-- CHALLENGE 1 --
Answer these questions from the court opinion below, one line each:
(a) On what date did Mauricio Orbetta commence the suit?
(b) How many other plaintiffs have since joined the case?
(c) How long is the term of the current collective bargaining agreement?
-- CHALLENGE 2 --
What are all the causes of action asserted in the amended complaint described in the court opinion below? List each one separately.

-- PASSAGE PROVIDED --
>>>

United States District Court, S.D. New York
Jan 14, 2022
20 Civ. 9000 (JPC) (S.D.N.Y. Jan. 14, 2022)

Opinion

20 Civ. 9000 (JPC)

01-14-2022

MAURICIO ORBETTA et al., Plaintiffs, v. DAIRYLAND USA CORPORATION and THE CHEF'S WAREHOUSE, INC., Defendants.


OPINION AND ORDER

JOHN P. CRONAN, UNITED STATES DISTRICT JUDGE.

In this wage-and-hour employment case, one of Plaintiffs' attorneys, Jordan El-Hag, also led Plaintiffs' union's collective bargaining negotiations with Defendants Dairyland USA Corporation and The Chef's Warehouse, Inc. Plaintiffs have sued Defendants under federal and state employment law, arguing that they were paid insufficient wages. Defendants move for El-Hag's disqualification as counsel, arguing that El-Hag's role in negotiating the agreements, which set those wages, renders him a necessary witness at trial on the issue of whether any violations were willful. Because those negotiations seem to be of marginal relevance to willfulness, other witnesses can testify on the same facts to the extent admissible, and Defendants have not shown a likelihood of prejudice, their motion to disqualify El-Hag as counsel is denied.

I. Background

Plaintiff Mauricio Orbetta alleges that he formerly worked as a delivery driver for Defendants. Dkt. 68 (“Complaint”) ¶¶ 38-39. On October 27, 2020, he commenced this suit as a collective action under the Fair Labor Standards Act (“FLSA”), 29 U.S.C. § 201 et seq., and a class action under the New York Labor Law (“NYLL”). Dkt. 1 ¶ 2. Fifty-two other plaintiffs, also delivery drivers, have since joined the case. Dkts. 6-40, 43-45, 48-61. On February 2, 2021, Plaintiffs filed an amended complaint, asserting six causes of action that allege failure to pay the minimum wage in violation of the FLSA and the NYLL, failure to pay overtime wages in violation of the FLSA and the NYLL, and failure to provide required pay notices under sections 195(1) and 195(3) of the NYLL. Complaint ¶¶ 86-116. Because the Complaint alleges that Defendants' violations of the FLSA were willful, Plaintiffs contend that the statute of limitations applicable under the FLSA is three years, rather than the usual two. Id. ¶¶ 93, 106 (citing 29 U.S.C. § 255).

The International Brotherhood of Electrical Workers Local 1430 (the “Union”) represented Plaintiffs as the exclusive collective bargaining agent in their dealings with Defendants. Dkt. 93 (“El-Hag Decl.”) ¶ 5. The Union has represented Defendants' delivery drivers since September 30, 2013, and negotiations between the Union and Defendants have culminated in a series of written collective bargaining agreements. Id. The first collective bargaining agreement was negotiated in August 2014 with a three-year term, the second was renegotiated for another three-year term to extend through August 2020, and the current version was negotiated in August 2020 and has a five-year term. Id.

<<<

-- STORED RECORDS --
>>>

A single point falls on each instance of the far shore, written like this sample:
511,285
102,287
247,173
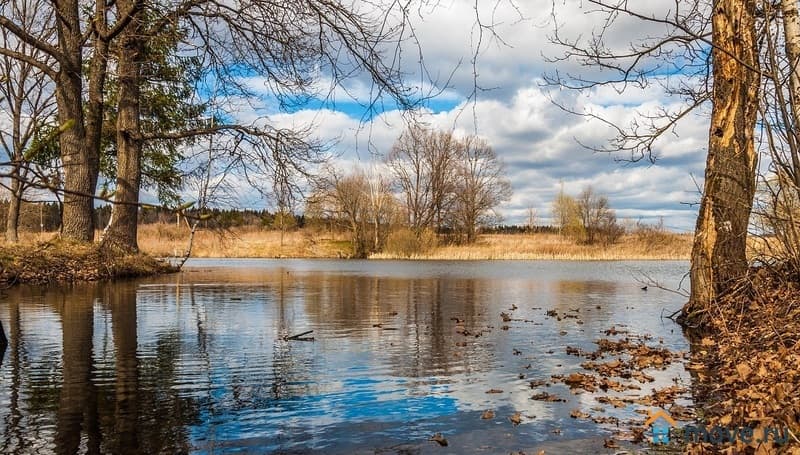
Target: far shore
167,240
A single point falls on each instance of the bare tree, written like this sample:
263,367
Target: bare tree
677,59
565,215
382,207
481,186
598,219
423,162
26,97
719,249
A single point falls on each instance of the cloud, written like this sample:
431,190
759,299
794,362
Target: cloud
539,142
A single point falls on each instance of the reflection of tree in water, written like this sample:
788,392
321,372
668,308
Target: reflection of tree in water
138,412
585,296
421,311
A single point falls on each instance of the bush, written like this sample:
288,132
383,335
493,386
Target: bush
405,243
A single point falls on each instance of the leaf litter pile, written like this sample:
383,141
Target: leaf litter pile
747,365
619,374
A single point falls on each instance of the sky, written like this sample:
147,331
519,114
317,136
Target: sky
539,142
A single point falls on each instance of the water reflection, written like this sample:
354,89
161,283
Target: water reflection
198,362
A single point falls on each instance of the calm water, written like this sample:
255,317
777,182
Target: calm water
196,362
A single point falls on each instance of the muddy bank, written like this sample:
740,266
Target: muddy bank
62,261
746,364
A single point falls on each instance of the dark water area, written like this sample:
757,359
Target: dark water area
197,362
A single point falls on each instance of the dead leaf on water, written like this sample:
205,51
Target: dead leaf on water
439,439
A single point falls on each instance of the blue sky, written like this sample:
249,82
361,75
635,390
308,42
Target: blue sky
538,141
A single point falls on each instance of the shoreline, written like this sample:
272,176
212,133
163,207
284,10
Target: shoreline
161,240
70,262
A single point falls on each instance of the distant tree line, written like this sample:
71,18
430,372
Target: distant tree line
101,99
587,218
431,184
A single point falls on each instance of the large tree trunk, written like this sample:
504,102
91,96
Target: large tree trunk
791,35
124,215
12,217
718,253
79,161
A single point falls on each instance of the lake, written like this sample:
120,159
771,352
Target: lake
199,362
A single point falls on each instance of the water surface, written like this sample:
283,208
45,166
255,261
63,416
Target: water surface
197,362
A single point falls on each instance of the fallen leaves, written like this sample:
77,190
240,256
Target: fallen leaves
438,438
747,364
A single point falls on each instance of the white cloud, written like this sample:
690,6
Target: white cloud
537,140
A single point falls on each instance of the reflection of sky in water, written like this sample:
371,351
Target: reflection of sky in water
388,365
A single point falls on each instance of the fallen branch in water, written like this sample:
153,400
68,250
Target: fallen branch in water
299,337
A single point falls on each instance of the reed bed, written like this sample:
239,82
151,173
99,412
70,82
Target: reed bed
554,247
251,242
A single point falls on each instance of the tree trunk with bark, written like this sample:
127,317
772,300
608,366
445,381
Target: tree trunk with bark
80,162
718,252
12,217
125,212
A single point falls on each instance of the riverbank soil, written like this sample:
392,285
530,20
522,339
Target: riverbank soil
746,364
62,261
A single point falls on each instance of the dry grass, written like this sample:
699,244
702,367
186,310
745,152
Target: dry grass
553,246
251,242
163,240
64,261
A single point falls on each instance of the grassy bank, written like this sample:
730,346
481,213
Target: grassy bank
61,261
251,242
553,246
163,240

<<<

-- WRITTEN ANSWER 1 --
(a) October 27, 2020
(b) Fifty-two
(c) Five years

-- WRITTEN ANSWER 2 --
- Failure to pay the minimum wage in violation of the FLSA
- Failure to pay the minimum wage in violation of the NYLL
- Failure to pay overtime wages in violation of the FLSA
- Failure to pay overtime wages in violation of the NYLL
- Failure to provide required pay notices under section 195(1) of the NYLL
- Failure to provide required pay notices under section 195(3) of the NYLL